Dataset entries:
>> START
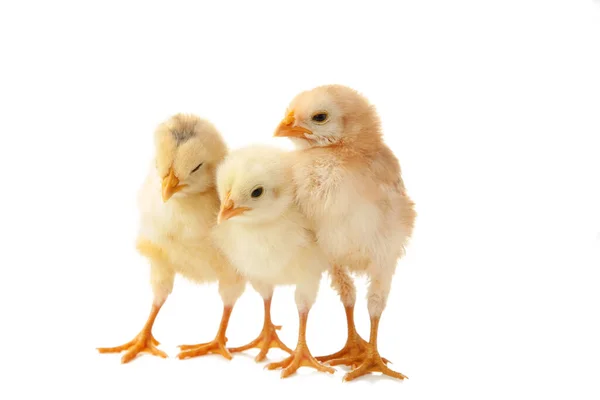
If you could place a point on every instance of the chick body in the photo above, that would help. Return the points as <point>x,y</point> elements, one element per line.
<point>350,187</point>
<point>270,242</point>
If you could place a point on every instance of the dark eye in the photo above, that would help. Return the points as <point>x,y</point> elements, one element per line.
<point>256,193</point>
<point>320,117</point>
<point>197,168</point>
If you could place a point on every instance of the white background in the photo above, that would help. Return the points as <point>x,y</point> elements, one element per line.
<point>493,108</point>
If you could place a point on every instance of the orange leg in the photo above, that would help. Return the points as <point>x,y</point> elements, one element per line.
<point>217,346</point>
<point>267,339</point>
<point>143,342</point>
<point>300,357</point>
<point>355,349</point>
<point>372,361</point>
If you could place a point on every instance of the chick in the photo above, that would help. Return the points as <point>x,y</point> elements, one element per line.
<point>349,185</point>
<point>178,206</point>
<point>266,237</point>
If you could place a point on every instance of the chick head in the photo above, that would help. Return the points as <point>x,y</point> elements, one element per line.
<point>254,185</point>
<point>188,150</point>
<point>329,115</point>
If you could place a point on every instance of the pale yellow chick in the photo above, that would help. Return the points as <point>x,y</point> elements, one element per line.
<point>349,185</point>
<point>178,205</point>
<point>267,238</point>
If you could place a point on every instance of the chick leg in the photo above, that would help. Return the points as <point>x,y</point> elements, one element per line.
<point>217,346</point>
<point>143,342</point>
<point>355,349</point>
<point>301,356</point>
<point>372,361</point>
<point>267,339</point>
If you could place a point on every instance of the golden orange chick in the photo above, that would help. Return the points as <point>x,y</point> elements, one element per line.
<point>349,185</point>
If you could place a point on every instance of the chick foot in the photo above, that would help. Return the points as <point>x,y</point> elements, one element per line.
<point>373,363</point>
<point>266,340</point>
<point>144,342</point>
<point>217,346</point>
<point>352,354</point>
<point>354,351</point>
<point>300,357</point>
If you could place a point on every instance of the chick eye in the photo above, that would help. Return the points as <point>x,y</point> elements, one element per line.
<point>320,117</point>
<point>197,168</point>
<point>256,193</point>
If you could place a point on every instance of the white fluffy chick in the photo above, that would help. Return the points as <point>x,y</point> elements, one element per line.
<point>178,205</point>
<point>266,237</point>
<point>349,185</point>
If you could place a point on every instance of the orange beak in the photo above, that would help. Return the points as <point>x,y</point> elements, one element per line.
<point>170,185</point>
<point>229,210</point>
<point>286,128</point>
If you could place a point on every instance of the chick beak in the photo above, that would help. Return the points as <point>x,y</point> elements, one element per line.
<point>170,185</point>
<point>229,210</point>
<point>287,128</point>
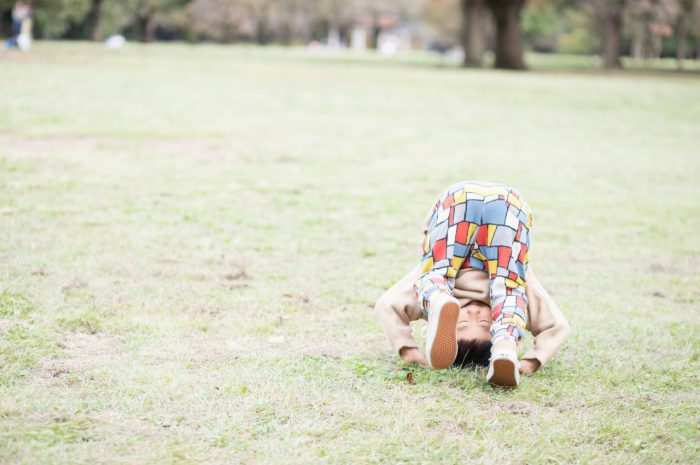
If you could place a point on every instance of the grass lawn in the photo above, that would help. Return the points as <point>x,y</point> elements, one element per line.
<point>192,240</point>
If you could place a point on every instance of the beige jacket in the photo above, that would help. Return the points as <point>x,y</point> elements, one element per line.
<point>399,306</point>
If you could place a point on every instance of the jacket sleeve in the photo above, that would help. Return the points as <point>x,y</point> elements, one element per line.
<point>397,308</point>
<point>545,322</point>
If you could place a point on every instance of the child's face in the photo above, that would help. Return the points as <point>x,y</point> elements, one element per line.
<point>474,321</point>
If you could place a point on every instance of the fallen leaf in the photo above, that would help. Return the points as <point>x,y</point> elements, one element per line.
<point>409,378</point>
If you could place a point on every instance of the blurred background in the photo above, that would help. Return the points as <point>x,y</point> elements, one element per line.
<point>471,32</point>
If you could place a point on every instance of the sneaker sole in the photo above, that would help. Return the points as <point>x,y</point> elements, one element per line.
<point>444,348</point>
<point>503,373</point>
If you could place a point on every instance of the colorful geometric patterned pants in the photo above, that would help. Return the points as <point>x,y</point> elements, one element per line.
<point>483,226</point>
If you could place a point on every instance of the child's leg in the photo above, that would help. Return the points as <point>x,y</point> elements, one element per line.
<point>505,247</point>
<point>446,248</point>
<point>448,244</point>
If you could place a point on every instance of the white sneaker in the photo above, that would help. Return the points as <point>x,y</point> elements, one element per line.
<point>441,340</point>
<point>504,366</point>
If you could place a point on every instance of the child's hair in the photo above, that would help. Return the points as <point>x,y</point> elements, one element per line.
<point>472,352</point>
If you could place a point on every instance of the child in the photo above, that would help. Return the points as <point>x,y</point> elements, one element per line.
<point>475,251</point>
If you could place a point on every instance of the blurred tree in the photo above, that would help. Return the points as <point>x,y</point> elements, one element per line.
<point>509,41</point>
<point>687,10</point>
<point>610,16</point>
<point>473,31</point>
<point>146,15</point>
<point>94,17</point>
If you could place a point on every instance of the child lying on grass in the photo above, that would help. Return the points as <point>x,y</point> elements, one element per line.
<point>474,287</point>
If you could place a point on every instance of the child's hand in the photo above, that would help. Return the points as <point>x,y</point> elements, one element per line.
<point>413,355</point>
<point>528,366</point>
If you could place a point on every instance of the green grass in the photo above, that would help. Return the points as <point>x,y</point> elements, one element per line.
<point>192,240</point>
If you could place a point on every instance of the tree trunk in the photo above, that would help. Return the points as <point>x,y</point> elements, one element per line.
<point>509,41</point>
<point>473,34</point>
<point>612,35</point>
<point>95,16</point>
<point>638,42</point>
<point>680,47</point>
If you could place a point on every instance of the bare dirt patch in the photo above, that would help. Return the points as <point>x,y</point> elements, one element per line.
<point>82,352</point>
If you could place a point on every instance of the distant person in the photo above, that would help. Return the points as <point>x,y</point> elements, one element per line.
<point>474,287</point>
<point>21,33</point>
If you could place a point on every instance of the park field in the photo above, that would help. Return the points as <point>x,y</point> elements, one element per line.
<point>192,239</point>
>> END
>> START
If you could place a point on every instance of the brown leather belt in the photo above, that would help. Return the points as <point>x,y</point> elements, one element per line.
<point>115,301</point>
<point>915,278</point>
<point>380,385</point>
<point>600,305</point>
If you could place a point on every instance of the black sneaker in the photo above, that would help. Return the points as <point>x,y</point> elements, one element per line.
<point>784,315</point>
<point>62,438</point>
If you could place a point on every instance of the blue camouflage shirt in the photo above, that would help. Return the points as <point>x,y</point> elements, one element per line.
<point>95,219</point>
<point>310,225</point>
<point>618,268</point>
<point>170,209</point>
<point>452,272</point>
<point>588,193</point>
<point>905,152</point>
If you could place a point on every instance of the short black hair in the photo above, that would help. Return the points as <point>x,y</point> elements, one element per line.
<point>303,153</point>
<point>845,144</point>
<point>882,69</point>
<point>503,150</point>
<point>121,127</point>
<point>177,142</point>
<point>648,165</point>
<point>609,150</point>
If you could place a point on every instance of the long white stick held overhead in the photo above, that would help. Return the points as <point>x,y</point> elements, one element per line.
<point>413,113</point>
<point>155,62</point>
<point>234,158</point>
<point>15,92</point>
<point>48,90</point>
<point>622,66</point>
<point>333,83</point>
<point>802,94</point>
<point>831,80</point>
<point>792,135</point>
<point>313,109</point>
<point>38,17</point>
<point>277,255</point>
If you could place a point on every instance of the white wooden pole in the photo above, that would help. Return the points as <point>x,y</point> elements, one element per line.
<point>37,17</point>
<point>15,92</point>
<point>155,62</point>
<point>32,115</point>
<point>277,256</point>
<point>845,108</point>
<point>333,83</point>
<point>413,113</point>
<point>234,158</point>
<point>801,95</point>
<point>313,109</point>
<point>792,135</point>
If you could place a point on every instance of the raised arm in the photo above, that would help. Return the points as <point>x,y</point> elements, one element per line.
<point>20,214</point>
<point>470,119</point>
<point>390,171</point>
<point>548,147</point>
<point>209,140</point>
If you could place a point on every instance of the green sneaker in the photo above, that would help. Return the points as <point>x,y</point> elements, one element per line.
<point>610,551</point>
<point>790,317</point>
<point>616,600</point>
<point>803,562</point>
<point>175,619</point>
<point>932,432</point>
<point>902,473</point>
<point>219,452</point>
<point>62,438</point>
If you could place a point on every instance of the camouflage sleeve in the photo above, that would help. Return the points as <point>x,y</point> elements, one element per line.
>> END
TASK STATEMENT:
Lay out the stretch of material from the line containing "the blurred tree" through the line containing "<point>192,239</point>" as a two-column CSV with the columns text and answer. Each row pairs one text with its answer, with each value in a single quoted field and line breaks replaced by spaces.

RESPONSE TO THIS TASK:
text,answer
"If you could place a point on every instance of the blurred tree in the photo above, that would help. Return the points as <point>x,y</point> elements, one element per line.","<point>509,41</point> <point>687,10</point> <point>610,16</point> <point>473,31</point> <point>146,15</point> <point>94,17</point>"
"If you could place a point on every instance of the child lying on grass in the photo above, that would help. Return the points as <point>x,y</point> elements, one element per line.","<point>474,287</point>"
"If you could place a point on every instance of the child's hand in the photo above, that would help. Return the points as <point>x,y</point> elements, one element per line.","<point>413,355</point> <point>528,366</point>"
"If you could place a point on every instance of the green grass in the photo above, that would help. Return the points as <point>x,y</point> elements, one element per line.","<point>192,240</point>"
"If you could place a point on every instance of the tree trunk in the photo above, that would help. Return the points as <point>x,y</point> elements, one element per line.","<point>509,41</point> <point>473,34</point> <point>612,35</point> <point>95,16</point> <point>638,42</point> <point>680,47</point>"
"If you could place a point on every instance of the bare dirt patch in the photo above, that would help. Return the points as <point>x,y</point> elements, one element per line.","<point>82,352</point>"
"If you could place a point on every instance of the distant person in the photo above, that would help. Return the points as <point>x,y</point> elements, one element per line.","<point>474,287</point> <point>21,33</point>"
"If you could place a point on every instance of the park field in the photo above, that would help. Return the points as <point>x,y</point> elements, one element per line.","<point>192,239</point>"